▶ Data:

· · · · · · ·

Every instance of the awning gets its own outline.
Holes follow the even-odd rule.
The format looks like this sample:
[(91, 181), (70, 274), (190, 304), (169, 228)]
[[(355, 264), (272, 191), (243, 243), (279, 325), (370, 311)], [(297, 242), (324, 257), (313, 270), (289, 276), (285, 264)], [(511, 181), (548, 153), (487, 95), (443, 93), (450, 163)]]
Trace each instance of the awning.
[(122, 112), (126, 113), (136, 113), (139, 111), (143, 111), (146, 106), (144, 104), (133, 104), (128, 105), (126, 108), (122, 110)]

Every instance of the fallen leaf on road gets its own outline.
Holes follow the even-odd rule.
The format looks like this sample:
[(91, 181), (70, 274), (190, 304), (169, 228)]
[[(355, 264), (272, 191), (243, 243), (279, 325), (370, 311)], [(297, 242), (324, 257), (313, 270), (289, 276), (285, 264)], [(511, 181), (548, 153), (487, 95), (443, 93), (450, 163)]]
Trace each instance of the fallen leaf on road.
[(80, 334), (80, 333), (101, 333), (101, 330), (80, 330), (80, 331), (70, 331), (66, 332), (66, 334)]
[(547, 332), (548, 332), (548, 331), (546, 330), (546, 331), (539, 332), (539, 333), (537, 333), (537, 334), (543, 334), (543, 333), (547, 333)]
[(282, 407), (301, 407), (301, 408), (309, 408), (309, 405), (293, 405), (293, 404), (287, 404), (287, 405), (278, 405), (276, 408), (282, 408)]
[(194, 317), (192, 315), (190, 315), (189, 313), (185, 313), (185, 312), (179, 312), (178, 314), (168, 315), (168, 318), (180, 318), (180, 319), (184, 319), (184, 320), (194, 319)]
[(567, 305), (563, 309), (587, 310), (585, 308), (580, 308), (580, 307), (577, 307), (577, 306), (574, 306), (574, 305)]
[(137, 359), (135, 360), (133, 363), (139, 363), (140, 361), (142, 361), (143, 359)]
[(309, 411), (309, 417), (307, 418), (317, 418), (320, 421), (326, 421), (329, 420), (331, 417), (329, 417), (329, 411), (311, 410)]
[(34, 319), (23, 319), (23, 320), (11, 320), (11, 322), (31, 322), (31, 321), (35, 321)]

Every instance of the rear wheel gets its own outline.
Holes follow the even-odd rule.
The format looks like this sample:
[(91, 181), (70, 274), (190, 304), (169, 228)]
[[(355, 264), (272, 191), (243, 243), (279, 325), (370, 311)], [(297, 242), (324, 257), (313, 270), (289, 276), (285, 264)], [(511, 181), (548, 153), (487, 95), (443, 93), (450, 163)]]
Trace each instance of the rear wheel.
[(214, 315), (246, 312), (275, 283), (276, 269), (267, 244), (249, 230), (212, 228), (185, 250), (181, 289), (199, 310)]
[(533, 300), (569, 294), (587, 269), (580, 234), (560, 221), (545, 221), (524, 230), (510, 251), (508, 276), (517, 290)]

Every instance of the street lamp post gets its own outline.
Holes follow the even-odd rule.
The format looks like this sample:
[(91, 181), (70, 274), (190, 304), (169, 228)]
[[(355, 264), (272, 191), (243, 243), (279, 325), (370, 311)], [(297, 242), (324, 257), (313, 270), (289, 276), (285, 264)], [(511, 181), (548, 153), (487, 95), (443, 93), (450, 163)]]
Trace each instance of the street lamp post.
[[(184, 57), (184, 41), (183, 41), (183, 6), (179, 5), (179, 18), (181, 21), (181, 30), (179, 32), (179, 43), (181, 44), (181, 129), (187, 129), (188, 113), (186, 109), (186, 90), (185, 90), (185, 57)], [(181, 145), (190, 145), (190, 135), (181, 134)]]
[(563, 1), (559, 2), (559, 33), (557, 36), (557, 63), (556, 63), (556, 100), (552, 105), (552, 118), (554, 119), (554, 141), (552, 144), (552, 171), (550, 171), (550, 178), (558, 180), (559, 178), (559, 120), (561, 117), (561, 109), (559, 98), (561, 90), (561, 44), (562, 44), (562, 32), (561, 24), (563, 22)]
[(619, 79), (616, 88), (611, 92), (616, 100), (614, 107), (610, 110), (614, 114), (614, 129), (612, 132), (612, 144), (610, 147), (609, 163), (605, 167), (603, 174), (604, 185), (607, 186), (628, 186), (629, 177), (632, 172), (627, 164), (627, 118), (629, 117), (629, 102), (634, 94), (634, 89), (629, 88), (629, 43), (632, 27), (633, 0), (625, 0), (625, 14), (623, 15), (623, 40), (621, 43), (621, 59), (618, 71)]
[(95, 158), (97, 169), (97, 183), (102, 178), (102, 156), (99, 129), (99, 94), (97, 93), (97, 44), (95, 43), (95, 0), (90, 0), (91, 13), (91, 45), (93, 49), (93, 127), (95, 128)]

· · · · · · ·

Take the entries above and transcribe them in full.

Every instance of the awning gets its own outline.
Holes follow the even-odd rule.
The format looks like this sample:
[(91, 181), (70, 274), (190, 304), (169, 228)]
[[(355, 264), (272, 191), (243, 243), (279, 325), (370, 311)], [(297, 242), (324, 257), (313, 270), (289, 276), (285, 264)], [(511, 181), (548, 153), (487, 95), (443, 93), (450, 163)]]
Trace each instance of the awning.
[(122, 112), (126, 113), (136, 113), (139, 111), (143, 111), (146, 106), (144, 104), (133, 104), (128, 105), (126, 108), (122, 110)]

Every instance of the fallen leaf on road gets its own outline.
Holes follow the even-odd rule.
The format looks like this sample:
[(91, 181), (70, 274), (190, 304), (169, 228)]
[[(355, 264), (272, 191), (243, 243), (279, 325), (370, 311)], [(297, 242), (324, 257), (313, 270), (289, 276), (285, 264)], [(511, 181), (548, 153), (487, 95), (443, 93), (450, 163)]]
Trace each instance of the fallen leaf on road.
[(80, 334), (80, 333), (101, 333), (101, 330), (80, 330), (80, 331), (70, 331), (66, 332), (66, 334)]
[(547, 332), (548, 332), (548, 331), (546, 330), (546, 331), (539, 332), (539, 333), (537, 333), (537, 334), (543, 334), (543, 333), (547, 333)]
[(282, 407), (301, 407), (301, 408), (309, 408), (309, 405), (293, 405), (293, 404), (287, 404), (287, 405), (278, 405), (276, 408), (282, 408)]
[(194, 317), (192, 315), (190, 315), (189, 313), (185, 313), (185, 312), (179, 312), (178, 314), (168, 315), (168, 318), (180, 318), (180, 319), (184, 319), (184, 320), (194, 319)]
[(567, 305), (563, 309), (587, 310), (585, 308), (580, 308), (580, 307), (577, 307), (577, 306), (574, 306), (574, 305)]
[(137, 359), (135, 360), (133, 363), (139, 363), (140, 361), (142, 361), (143, 359)]
[(309, 411), (309, 417), (307, 418), (317, 418), (320, 421), (326, 421), (329, 420), (331, 417), (329, 417), (329, 411), (311, 410)]
[(34, 319), (23, 319), (23, 320), (11, 320), (11, 322), (31, 322), (31, 321), (35, 321)]

Every instance of the rear wheel gets its own outline.
Holes follow the even-odd rule.
The format looks like this sample:
[(91, 181), (70, 274), (190, 304), (169, 228)]
[[(355, 264), (272, 191), (243, 243), (279, 325), (370, 311)], [(297, 242), (324, 257), (313, 270), (289, 276), (285, 264)], [(511, 181), (548, 153), (487, 95), (443, 93), (450, 163)]]
Trace each instance of the rear wheel.
[(214, 315), (246, 312), (275, 283), (276, 269), (267, 244), (249, 230), (212, 228), (185, 250), (181, 289), (199, 310)]
[(533, 300), (569, 294), (587, 269), (580, 234), (560, 221), (545, 221), (524, 230), (510, 251), (508, 276), (517, 290)]

Every instance of the street lamp post gets its own outline.
Holes follow the even-odd rule.
The format looks like this sample:
[(91, 181), (70, 274), (190, 304), (169, 228)]
[[(355, 264), (272, 191), (243, 243), (279, 325), (370, 311)], [(297, 242), (324, 257), (313, 270), (289, 276), (285, 264)], [(511, 181), (548, 153), (487, 95), (443, 93), (450, 163)]]
Trace each instance of the street lamp post.
[[(184, 57), (184, 41), (183, 41), (183, 6), (179, 5), (179, 18), (181, 21), (181, 30), (179, 32), (179, 43), (181, 44), (181, 129), (187, 129), (188, 113), (186, 109), (186, 90), (185, 90), (185, 57)], [(181, 145), (190, 145), (190, 135), (181, 134)]]
[(563, 1), (559, 2), (559, 33), (557, 36), (557, 63), (556, 63), (556, 100), (552, 105), (552, 118), (554, 119), (554, 141), (552, 144), (552, 171), (550, 171), (550, 178), (558, 180), (559, 178), (559, 120), (561, 117), (561, 109), (559, 98), (561, 90), (561, 44), (562, 44), (562, 32), (561, 24), (563, 22)]
[(619, 79), (616, 88), (611, 92), (616, 100), (614, 107), (610, 110), (614, 114), (614, 129), (612, 132), (612, 144), (610, 147), (609, 163), (605, 167), (603, 174), (604, 185), (607, 186), (628, 186), (629, 177), (632, 172), (627, 164), (627, 118), (629, 117), (629, 102), (634, 94), (634, 89), (629, 88), (629, 43), (632, 27), (633, 0), (625, 0), (625, 14), (623, 15), (623, 40), (621, 43), (621, 59), (618, 71)]
[(95, 158), (97, 169), (97, 183), (102, 178), (102, 156), (99, 129), (99, 94), (97, 93), (97, 44), (95, 43), (95, 0), (90, 0), (91, 13), (91, 45), (93, 49), (93, 127), (95, 128)]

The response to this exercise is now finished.